▶ **Given data**

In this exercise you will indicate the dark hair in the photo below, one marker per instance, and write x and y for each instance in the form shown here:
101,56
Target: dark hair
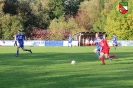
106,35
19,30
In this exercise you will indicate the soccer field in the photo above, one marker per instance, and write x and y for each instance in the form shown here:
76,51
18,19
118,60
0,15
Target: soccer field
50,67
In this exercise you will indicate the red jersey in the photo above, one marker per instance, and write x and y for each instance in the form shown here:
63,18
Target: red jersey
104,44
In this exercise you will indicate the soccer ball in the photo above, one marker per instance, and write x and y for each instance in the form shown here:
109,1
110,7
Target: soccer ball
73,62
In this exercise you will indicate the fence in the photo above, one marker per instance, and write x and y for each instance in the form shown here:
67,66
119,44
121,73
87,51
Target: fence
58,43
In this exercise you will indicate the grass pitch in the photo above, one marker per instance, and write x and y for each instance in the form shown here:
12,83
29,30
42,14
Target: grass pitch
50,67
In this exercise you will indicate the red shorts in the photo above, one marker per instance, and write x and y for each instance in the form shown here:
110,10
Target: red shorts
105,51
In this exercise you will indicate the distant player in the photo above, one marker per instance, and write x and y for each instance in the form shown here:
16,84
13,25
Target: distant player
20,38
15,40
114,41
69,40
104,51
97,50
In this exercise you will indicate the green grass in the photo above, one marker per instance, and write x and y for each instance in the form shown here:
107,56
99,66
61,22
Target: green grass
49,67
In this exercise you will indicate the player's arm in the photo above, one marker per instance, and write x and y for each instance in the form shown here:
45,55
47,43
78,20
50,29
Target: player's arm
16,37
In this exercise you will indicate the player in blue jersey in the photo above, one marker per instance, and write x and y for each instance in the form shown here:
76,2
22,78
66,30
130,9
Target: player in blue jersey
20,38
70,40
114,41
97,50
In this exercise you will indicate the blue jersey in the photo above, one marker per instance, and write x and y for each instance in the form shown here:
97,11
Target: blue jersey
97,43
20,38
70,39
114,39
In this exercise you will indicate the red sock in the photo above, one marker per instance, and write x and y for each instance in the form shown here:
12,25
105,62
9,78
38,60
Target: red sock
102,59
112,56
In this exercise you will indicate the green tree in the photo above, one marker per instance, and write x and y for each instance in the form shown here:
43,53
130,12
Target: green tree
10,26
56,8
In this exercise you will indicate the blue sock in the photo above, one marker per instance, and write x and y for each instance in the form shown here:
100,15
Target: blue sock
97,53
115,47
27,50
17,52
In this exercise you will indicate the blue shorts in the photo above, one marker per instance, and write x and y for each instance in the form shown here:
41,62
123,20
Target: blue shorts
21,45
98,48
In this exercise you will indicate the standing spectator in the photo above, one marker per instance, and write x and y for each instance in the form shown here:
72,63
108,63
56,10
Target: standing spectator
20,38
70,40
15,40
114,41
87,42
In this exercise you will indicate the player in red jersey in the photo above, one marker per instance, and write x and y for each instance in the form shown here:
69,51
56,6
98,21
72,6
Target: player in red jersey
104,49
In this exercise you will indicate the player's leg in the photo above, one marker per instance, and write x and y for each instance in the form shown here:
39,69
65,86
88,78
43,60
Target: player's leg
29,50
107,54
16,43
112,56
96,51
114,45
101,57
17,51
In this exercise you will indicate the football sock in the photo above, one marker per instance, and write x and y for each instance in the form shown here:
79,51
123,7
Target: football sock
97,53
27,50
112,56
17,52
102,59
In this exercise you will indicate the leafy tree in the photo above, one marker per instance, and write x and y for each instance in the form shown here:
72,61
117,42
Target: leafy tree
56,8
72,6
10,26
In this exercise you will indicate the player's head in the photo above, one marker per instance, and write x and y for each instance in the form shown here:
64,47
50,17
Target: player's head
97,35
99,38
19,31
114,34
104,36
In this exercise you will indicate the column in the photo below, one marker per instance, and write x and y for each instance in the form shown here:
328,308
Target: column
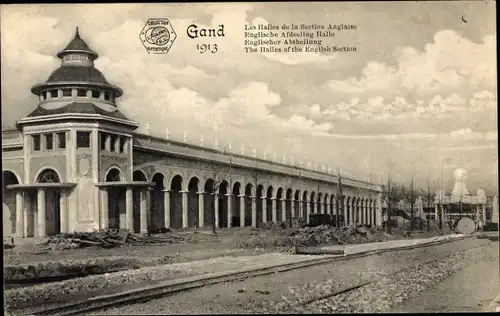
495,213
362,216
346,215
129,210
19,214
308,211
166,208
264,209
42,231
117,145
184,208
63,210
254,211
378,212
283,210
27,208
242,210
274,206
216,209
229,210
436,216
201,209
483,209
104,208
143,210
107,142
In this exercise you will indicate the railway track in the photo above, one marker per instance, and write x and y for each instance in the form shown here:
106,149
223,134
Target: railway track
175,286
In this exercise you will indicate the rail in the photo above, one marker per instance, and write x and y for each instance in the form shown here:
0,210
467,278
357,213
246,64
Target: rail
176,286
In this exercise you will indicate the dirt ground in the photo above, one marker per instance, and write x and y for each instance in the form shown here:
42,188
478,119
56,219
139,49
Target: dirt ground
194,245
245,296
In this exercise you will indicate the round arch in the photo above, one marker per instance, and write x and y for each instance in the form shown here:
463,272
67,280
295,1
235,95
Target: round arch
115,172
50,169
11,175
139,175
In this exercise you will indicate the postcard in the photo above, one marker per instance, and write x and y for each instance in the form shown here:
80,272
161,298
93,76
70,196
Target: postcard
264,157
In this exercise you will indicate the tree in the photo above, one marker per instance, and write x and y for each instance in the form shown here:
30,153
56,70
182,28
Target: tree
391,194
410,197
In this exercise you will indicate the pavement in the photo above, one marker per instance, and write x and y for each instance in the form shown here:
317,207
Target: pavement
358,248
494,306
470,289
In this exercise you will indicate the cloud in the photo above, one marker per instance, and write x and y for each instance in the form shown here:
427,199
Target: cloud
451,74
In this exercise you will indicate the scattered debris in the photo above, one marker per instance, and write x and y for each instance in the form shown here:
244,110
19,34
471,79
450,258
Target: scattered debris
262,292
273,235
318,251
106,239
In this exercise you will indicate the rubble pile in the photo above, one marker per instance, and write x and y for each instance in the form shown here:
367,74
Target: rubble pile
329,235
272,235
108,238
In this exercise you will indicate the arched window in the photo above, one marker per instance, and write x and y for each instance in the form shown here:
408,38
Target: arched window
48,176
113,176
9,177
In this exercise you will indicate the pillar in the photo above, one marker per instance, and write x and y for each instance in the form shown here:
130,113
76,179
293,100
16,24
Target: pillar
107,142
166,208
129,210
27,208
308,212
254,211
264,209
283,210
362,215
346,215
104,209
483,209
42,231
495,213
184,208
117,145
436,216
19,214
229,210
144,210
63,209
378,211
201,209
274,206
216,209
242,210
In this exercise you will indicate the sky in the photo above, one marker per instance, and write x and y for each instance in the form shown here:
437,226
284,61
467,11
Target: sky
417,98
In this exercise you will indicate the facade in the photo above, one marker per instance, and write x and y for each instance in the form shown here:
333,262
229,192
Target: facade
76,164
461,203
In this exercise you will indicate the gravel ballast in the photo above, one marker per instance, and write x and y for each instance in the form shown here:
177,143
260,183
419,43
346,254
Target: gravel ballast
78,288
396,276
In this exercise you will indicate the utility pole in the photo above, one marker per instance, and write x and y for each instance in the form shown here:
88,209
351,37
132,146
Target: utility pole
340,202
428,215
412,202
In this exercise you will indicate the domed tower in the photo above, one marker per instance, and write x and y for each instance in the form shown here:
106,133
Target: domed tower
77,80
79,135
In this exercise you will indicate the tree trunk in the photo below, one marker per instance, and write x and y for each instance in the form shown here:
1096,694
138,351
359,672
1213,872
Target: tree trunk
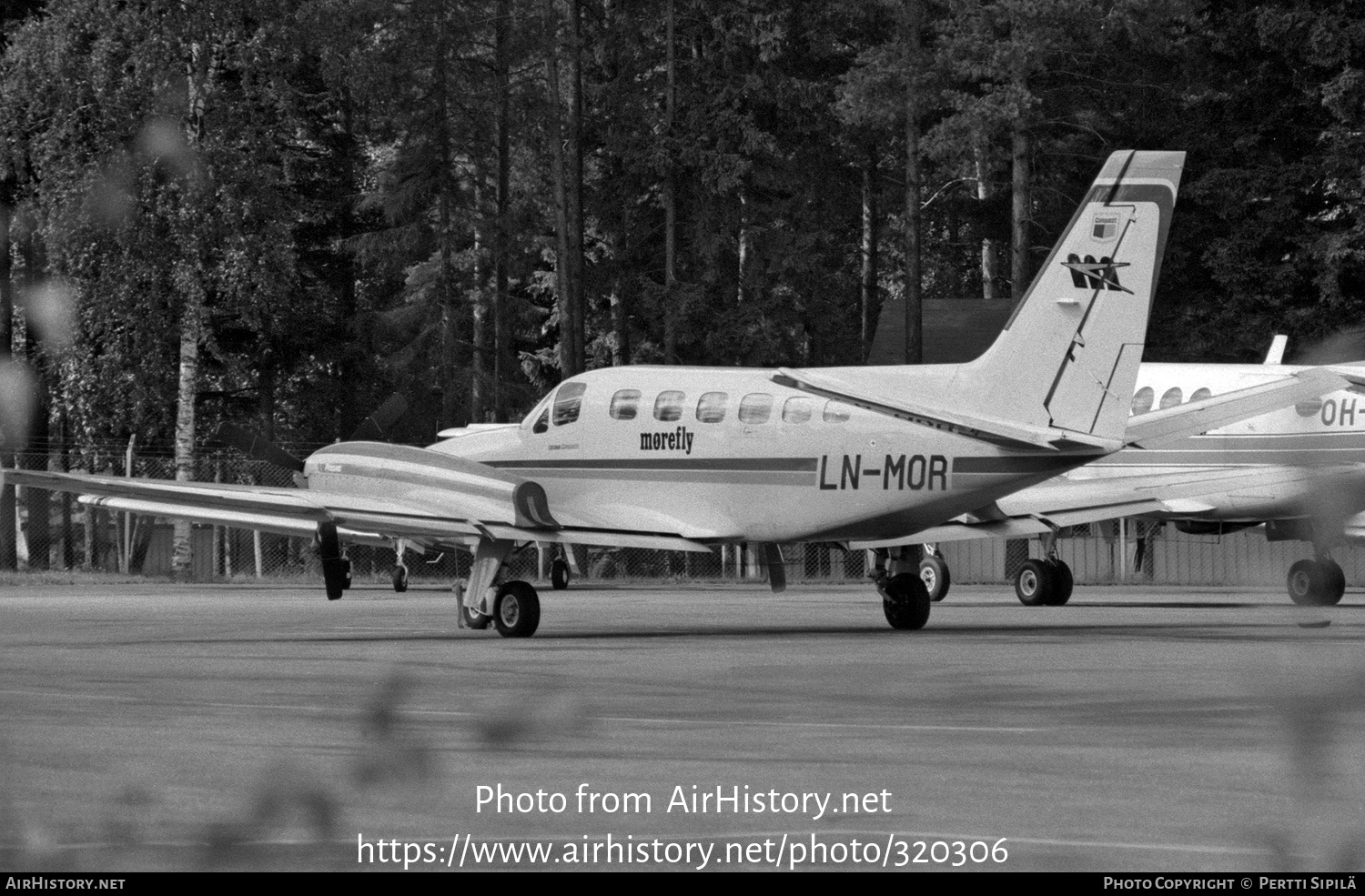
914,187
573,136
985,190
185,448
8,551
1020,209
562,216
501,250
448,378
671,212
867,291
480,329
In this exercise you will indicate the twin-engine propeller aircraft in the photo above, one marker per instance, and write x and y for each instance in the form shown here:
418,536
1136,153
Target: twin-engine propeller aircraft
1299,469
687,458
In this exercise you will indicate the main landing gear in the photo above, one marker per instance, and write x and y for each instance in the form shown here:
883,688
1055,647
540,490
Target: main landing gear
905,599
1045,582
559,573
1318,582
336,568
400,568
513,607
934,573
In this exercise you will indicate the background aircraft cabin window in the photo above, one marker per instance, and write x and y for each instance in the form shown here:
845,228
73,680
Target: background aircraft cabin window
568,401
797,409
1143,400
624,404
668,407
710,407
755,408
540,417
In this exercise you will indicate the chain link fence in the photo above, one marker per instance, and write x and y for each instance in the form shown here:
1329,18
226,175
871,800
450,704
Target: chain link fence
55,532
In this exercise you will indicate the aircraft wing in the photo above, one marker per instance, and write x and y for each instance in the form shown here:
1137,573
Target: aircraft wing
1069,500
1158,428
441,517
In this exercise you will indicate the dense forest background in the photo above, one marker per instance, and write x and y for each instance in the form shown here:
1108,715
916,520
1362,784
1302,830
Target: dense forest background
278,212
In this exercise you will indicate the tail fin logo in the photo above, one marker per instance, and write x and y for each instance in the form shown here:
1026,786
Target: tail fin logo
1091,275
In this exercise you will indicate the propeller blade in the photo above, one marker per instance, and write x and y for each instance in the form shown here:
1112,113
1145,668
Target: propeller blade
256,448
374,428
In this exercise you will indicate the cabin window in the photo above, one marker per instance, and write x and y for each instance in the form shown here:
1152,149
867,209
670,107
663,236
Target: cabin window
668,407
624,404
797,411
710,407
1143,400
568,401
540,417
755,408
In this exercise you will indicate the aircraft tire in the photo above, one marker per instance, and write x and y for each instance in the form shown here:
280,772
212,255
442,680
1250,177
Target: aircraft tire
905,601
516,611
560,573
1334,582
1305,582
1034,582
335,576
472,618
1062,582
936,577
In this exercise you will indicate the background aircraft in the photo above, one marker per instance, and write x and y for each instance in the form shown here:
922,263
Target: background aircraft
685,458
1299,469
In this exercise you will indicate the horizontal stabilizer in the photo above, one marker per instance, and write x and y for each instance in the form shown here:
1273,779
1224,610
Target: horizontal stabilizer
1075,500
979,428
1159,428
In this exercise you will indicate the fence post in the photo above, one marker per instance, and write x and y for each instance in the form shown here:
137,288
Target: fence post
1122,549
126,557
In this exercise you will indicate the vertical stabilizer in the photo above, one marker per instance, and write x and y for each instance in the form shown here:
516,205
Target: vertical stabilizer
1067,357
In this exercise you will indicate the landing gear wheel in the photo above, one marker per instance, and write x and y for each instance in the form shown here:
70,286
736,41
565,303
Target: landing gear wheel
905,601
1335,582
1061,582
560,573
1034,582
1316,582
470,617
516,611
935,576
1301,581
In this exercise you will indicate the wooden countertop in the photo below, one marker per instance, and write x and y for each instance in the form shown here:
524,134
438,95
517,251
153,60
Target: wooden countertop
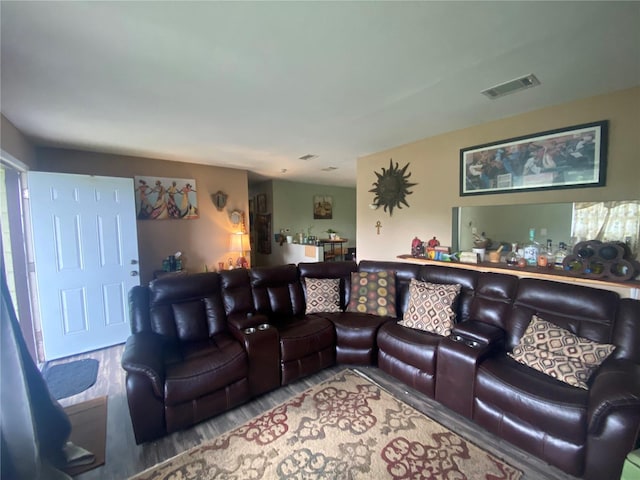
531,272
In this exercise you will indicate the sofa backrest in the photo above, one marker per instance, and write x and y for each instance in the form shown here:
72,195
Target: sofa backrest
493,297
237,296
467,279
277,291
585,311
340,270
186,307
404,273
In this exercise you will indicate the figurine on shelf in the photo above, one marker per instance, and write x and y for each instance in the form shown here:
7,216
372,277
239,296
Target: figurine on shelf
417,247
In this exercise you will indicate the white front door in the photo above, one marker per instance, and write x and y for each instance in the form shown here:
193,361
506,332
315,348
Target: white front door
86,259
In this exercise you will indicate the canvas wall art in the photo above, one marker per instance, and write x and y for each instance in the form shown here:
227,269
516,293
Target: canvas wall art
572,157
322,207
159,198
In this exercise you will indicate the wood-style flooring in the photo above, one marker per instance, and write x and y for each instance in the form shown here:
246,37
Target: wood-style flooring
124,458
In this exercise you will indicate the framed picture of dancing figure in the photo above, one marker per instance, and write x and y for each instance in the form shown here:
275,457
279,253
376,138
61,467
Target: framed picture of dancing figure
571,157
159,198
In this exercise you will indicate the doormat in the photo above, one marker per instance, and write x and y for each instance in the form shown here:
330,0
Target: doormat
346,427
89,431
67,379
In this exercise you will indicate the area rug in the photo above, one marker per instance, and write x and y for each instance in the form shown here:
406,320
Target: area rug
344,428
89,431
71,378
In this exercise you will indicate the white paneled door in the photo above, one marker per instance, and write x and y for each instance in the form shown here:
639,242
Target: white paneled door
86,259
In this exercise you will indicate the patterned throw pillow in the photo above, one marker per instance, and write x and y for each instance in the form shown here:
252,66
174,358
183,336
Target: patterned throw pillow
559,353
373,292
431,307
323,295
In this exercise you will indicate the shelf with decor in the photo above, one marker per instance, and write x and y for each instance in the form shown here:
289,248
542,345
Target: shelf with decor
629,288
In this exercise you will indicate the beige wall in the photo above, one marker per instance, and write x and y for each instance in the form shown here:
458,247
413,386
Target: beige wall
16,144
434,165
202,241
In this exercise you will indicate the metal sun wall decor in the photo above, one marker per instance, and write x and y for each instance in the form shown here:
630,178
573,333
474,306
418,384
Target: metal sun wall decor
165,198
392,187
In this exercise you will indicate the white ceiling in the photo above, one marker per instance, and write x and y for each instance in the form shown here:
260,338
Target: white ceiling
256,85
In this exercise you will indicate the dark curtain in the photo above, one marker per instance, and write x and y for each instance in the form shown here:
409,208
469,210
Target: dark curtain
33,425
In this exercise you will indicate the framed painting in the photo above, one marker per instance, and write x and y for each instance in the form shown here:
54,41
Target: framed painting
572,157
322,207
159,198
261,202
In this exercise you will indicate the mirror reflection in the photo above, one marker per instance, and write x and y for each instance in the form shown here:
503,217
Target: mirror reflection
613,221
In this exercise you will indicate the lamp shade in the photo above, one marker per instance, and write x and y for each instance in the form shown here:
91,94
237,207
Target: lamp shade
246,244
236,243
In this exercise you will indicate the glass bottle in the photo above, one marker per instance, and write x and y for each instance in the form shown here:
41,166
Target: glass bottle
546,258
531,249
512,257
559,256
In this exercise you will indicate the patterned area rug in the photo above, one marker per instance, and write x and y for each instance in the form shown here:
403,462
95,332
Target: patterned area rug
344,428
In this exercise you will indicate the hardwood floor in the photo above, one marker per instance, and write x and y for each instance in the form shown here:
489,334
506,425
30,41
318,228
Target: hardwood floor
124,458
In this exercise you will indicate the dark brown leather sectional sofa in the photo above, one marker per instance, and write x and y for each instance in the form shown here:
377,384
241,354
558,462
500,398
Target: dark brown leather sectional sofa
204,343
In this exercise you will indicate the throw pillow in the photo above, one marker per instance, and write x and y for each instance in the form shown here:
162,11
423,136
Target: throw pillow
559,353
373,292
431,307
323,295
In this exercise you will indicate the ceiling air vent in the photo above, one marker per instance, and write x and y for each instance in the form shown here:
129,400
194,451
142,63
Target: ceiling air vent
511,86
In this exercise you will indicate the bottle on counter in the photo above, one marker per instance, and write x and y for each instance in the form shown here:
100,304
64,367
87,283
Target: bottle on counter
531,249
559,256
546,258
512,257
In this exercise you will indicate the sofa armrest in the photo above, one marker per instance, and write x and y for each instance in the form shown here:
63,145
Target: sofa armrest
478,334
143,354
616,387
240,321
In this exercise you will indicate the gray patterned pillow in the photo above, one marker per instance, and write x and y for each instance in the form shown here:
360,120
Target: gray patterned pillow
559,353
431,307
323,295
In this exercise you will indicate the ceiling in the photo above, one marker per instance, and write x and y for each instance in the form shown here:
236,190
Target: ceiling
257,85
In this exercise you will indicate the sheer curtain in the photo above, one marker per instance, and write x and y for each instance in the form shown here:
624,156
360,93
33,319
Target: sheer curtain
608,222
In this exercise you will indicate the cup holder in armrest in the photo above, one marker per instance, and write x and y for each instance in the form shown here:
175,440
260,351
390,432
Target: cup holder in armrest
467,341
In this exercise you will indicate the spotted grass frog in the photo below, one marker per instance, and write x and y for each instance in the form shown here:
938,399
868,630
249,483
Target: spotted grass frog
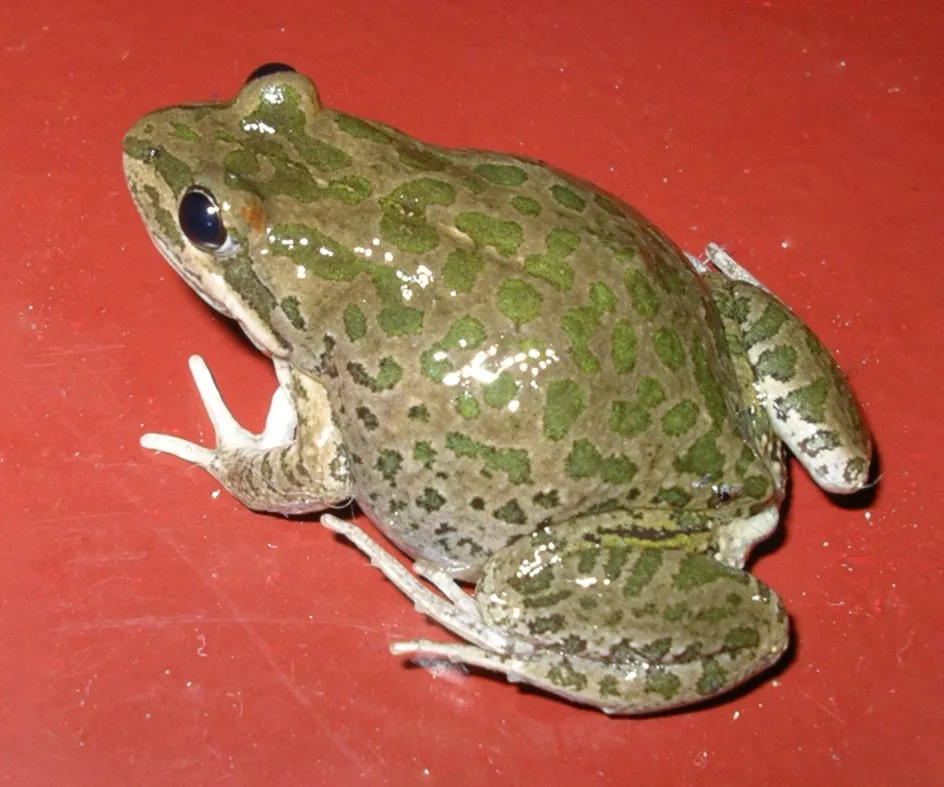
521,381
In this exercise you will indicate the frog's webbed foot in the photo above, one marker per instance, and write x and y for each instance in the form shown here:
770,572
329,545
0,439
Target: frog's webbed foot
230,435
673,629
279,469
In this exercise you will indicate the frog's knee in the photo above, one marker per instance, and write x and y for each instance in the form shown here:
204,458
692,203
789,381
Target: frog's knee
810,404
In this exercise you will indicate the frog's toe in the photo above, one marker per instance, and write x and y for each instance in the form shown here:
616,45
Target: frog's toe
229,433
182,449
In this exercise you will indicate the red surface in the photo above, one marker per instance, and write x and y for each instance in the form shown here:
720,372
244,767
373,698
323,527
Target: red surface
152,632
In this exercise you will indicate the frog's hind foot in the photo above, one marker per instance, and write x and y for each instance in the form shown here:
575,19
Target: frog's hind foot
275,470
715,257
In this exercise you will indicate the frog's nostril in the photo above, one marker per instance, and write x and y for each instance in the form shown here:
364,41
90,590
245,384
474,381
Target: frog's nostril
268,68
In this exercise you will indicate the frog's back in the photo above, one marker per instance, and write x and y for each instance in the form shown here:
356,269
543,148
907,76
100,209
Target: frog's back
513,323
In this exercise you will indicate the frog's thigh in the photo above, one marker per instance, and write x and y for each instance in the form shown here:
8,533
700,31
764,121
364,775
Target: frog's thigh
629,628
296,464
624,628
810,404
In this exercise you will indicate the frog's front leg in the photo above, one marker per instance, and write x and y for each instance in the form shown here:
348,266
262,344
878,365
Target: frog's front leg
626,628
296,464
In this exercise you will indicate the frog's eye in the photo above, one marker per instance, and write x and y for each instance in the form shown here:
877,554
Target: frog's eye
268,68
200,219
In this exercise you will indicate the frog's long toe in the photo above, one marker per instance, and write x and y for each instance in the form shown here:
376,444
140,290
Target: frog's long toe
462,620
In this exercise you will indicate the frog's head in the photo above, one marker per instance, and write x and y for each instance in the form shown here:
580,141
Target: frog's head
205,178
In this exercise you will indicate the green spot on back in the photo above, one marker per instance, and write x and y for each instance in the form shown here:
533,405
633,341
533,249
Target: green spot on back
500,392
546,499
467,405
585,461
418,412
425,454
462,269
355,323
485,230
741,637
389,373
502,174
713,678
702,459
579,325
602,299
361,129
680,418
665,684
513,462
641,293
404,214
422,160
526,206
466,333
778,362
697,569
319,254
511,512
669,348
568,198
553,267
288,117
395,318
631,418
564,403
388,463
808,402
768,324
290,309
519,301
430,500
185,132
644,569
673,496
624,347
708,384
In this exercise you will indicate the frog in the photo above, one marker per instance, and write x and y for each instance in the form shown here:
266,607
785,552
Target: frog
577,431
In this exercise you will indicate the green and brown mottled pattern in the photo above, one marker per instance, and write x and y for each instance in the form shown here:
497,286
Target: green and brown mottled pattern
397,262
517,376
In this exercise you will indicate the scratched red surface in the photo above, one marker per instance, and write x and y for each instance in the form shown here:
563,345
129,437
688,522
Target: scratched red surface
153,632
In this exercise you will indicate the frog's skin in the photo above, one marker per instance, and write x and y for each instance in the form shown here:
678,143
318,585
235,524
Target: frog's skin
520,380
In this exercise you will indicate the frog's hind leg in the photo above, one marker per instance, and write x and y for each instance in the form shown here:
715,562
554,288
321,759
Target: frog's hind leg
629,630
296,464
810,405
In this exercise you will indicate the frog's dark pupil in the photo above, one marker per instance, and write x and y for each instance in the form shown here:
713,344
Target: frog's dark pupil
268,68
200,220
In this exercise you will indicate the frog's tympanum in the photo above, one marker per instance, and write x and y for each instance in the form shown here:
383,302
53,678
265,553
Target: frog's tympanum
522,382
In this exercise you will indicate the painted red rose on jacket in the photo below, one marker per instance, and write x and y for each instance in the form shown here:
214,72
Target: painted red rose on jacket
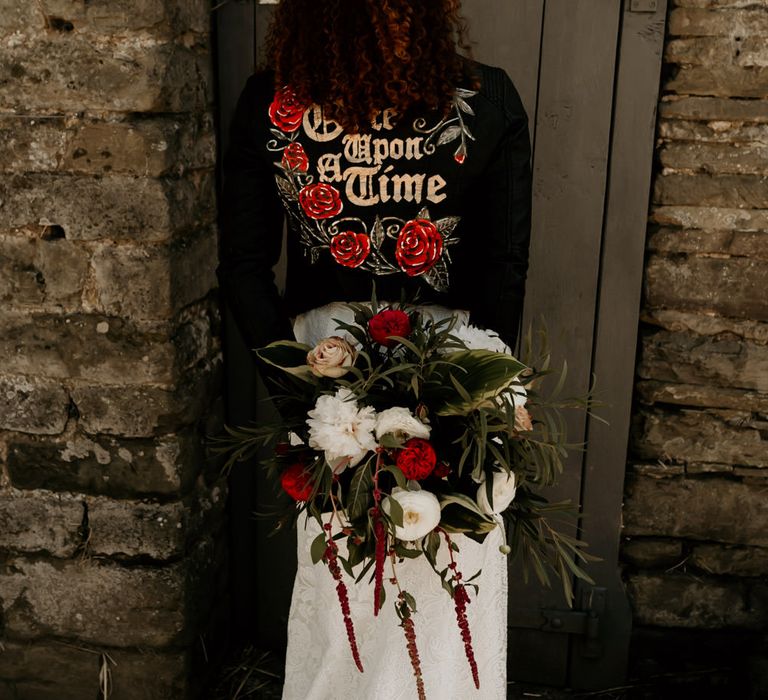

▶ **Activity**
Take the lines from the one holding "In this exercise you will indicate the painted" through the final line of the records above and output them exactly, both ends included, excluding pictures.

▶ **Response to this exercise**
In this exercise you will indicate the painted red rose on jacket in the photo below, one marker per instance, and write x and y for each instance in the form shown here:
214,72
Target: painted red rose on jacket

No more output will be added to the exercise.